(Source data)
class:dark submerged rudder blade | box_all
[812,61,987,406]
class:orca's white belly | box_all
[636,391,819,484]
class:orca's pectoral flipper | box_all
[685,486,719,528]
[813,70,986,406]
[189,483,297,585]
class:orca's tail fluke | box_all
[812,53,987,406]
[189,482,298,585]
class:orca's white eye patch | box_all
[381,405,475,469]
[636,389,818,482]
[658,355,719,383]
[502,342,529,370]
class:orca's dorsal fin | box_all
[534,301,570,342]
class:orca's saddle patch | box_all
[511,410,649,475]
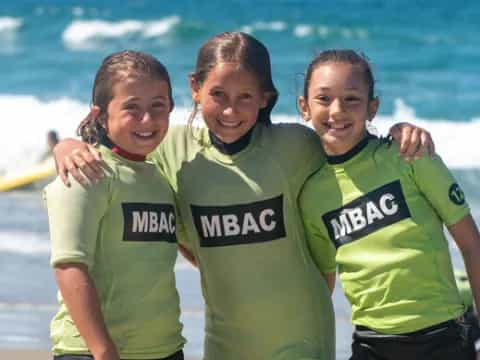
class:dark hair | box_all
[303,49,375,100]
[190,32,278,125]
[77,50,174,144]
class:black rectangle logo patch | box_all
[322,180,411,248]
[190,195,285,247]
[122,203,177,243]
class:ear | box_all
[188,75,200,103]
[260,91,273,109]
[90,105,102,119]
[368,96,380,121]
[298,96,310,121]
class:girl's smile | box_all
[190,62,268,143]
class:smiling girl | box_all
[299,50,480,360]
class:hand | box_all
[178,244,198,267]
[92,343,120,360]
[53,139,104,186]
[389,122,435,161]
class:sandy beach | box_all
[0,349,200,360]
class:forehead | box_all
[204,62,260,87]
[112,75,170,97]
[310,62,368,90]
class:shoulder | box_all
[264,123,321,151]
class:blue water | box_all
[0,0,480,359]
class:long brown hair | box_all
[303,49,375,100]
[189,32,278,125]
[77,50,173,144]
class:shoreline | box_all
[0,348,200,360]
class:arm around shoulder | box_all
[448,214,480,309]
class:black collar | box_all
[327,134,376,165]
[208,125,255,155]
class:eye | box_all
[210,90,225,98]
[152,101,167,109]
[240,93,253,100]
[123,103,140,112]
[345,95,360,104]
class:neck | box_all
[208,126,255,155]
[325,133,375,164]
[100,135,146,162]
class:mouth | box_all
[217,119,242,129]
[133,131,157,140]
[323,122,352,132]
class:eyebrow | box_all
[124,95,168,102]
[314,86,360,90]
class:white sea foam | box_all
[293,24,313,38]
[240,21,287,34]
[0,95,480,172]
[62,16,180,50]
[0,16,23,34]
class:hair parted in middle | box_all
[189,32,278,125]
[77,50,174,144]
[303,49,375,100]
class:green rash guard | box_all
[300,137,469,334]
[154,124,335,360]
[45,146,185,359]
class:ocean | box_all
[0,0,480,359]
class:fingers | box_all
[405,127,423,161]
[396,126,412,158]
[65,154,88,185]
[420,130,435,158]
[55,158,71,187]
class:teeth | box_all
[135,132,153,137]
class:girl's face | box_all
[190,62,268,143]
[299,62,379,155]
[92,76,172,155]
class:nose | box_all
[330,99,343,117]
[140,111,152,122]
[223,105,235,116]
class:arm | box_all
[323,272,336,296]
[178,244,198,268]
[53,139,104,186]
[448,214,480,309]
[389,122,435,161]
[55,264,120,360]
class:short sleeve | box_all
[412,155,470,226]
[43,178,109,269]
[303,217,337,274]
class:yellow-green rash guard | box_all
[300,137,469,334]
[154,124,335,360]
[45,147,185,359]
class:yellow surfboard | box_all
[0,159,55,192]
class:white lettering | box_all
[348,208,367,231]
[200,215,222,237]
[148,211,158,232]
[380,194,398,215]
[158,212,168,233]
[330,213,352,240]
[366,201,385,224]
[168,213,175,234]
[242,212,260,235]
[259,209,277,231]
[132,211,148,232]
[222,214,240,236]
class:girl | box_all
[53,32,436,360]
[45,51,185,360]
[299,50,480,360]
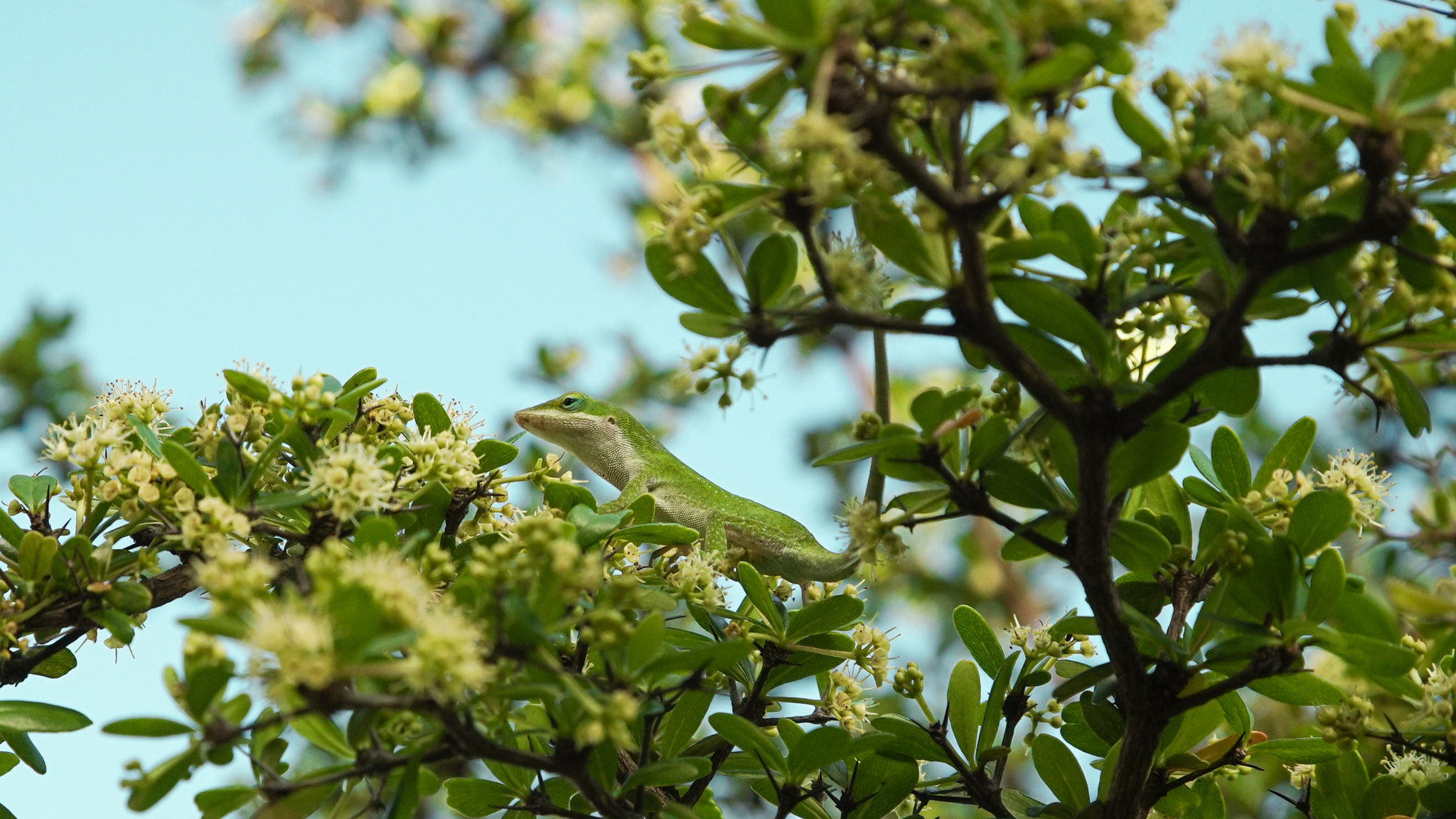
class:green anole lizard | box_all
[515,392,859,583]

...

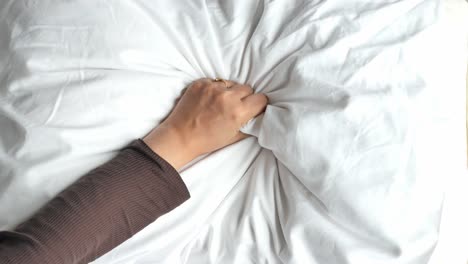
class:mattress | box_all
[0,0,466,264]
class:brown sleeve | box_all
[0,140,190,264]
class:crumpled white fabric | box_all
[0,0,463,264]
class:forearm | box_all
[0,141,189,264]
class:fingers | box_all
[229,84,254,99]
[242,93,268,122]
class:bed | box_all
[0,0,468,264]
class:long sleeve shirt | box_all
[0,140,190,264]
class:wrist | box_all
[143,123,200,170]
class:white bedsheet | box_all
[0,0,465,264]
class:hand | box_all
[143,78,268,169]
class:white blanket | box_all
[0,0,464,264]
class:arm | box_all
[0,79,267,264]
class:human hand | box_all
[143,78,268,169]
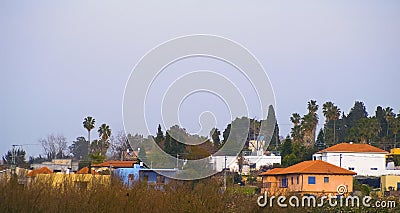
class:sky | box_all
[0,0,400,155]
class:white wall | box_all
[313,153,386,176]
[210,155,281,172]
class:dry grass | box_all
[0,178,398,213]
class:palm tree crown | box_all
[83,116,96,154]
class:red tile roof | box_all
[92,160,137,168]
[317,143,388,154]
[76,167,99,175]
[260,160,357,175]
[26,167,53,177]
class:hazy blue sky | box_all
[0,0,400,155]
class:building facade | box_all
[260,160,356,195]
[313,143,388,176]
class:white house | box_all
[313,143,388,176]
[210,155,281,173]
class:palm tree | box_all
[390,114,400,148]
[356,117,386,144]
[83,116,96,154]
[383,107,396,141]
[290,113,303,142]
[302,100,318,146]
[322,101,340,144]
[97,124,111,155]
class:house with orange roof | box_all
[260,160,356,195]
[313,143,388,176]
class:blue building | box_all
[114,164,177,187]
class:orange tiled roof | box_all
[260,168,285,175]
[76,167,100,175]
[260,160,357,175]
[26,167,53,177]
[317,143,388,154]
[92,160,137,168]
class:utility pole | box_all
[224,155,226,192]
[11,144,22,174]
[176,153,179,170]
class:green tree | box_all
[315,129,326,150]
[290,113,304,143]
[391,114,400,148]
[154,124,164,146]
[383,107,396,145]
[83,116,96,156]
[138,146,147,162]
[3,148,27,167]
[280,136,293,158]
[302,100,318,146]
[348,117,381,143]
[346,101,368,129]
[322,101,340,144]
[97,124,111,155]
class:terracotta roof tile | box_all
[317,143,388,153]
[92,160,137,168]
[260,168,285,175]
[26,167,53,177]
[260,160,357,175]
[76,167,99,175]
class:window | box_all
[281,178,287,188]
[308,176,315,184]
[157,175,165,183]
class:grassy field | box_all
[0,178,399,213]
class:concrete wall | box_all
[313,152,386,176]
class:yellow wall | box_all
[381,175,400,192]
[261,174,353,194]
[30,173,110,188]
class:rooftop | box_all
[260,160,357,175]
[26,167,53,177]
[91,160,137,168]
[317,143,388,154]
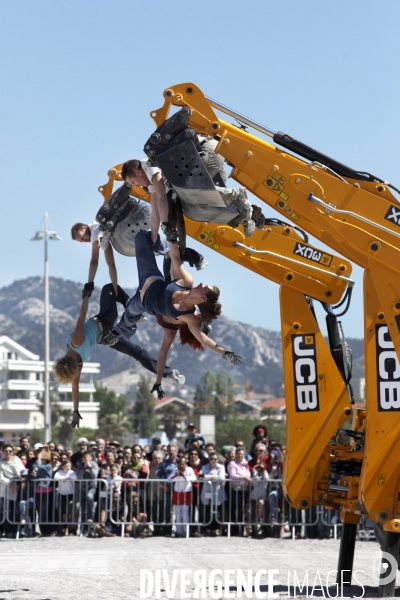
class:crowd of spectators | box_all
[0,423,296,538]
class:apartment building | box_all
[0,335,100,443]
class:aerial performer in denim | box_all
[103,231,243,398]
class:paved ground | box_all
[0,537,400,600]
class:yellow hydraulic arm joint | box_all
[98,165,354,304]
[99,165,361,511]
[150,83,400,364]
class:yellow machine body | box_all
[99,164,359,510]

--- Task statement ---
Add 55 to each bounding box coordinate in the data from the line containing "class:dark submerged rudder blade | box_all" through the line containing "[534,301,570,342]", then write out that whole stretch again with the class lines left as they are.

--- Exercise solution ---
class:dark submerged rudder blade | box_all
[867,116,1042,461]
class:orca's white belly | box_all
[691,446,874,539]
class:orca's pectoral flipper | box_all
[740,541,774,583]
[868,125,1041,461]
[244,538,352,640]
class:orca's tail fluke | box_all
[867,108,1042,461]
[244,537,353,640]
class:orca's white eye patch | box_all
[436,460,530,524]
[691,444,873,537]
[713,410,774,438]
[557,397,584,425]
class:orca's dorsal fin | box_all
[589,356,625,397]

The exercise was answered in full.